→ **Work to complete**
Could you pick up the 76ers–Knicks game preview below and keep writing it from its last sentence?

Selected excerpt below:

The 4-5 Philadelphia 76ers will look to begin another winning streak, this time without James Harden at the helm, when they welcome the 3-4 New York Knicks to town on Friday night at 7 p.m. EST inside Wells Fargo Center. With Joel Embiid missing a second straight game due to a non-COVID illness, Philadelphia saw its three-game winning streak come to an end Wednesday in a 121-111 loss against the Washington Wizards.
For the Sixers, Harden is out with a tendon strain in his right foot. Embiid is listed as questionable, still battling a non-COVID illness, which head coach Doc Rivers has said is the flu. Matisse Thybulle is questionable with a sprained right ankle. De’Anthony Melton, who missed Wednesday’s contest because of lower back stiffness, is not mentioned on the injury report as of 12:30 p.m. EST. As for New York, nobody aside from its G League assignees on two-way contracts, Trevor Keels and Feron Hunt, is on the injury report.
The Knicks enter this matchup having suffered three consecutive losses. According to Cleaning The Glass, they are 20th in net rating (minus-0.6), 16th in offensive rating (112.7) and 15th in defensive rating (112.4). Philadelphia matches that net rating (minus-0.6, 22nd), but counters with a wide disparity in offensive rating (fifth, 116.4) and defensive rating (116.1).

End of Selected excerpt.
Extracted data below:

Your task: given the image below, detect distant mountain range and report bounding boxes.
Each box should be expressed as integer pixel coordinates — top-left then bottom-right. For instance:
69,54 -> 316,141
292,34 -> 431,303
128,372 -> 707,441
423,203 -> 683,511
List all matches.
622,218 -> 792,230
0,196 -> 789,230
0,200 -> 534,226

End of Extracted data.

→ **Result for this task**
In their loss Wednesday without Embiid to Washington, the Sixers struggled mightily to protect the paint. They’ll need to shore that up, but especially so against the Knicks’ offensive spearheaded by Jalen Brunson, who loves to chisel his way into the paint for finishes and short midrange looks.
I’d expect Melton to assume the brunt of that assignment, which will be a fascinating duel to witness. Brunson is incredibly strong, shifty and crafty. His strength, handle and change of direction make it quite challenging to contain him from getting to his spots. Melton is a superb defender, but he’s looked better as an off-ball playmaker and is slight of frame in general, let alone against Brunson. Whether his size and length advantage, paired with his slippery screen navigation, are enough to slow Brunson could prominently determine how well the Sixers’ defense fares as a whole.
On the other end, if Embiid returns to action, he should enjoy success against Mitchell Robinson. In eight career games against the 24-year-old, Embiid is averaging 25.9 points (57.8 percent true shooting), 11.8 rebounds, 3.6 assists and 1.8 blocks. The shooting hasn’t really been there (43.2 percent from the field), but he’s lived at the line (13.4 free throws per game). His bulk and savvy have exploited Robinson’s lack of discipline and underdeveloped core strength quite frequently. As the Sixers begin navigating life without Harden, expect the offense to flow through the big fella in the post and on face-ups, much like it did prior to Harden’s arrival last season.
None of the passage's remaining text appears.